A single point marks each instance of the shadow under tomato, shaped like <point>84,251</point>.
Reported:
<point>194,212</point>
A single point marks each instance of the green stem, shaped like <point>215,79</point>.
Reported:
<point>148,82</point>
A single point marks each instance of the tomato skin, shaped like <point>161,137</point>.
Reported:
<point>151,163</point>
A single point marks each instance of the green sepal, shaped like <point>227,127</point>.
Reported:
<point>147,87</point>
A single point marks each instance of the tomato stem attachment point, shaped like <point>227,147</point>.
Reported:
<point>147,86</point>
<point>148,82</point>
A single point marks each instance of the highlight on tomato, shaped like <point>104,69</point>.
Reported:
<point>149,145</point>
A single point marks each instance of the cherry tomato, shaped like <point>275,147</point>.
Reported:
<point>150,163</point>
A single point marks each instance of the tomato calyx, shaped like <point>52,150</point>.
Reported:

--

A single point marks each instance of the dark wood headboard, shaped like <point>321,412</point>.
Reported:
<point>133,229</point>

...

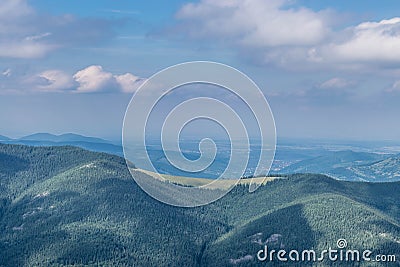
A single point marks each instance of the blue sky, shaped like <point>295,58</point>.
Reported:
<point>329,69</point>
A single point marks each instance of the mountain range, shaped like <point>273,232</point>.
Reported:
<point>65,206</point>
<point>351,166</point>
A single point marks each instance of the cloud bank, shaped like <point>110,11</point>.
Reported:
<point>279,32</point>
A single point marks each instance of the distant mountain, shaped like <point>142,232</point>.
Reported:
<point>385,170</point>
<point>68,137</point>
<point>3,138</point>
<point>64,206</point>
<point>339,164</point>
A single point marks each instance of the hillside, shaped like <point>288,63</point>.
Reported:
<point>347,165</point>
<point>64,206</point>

### WHAT IS BEING ASKED
Gather every line of the material above that contains the word "tomato", and copy each one out in full.

### COMPLETE RESPONSE
A single point marks each instance of the shadow under tomato, shaped like <point>84,251</point>.
A single point marks each instance of the tomato skin, shaped like <point>161,137</point>.
A single point marks each instance of the tomato stem attachment point, shaped like <point>227,147</point>.
A single point marks each instance of the highlight on tomato, shaped like <point>104,69</point>.
A single point marks each instance of the cherry tomato, shaped like <point>275,147</point>.
A single point marks each instance of the tomato calyx, shaped like <point>52,150</point>.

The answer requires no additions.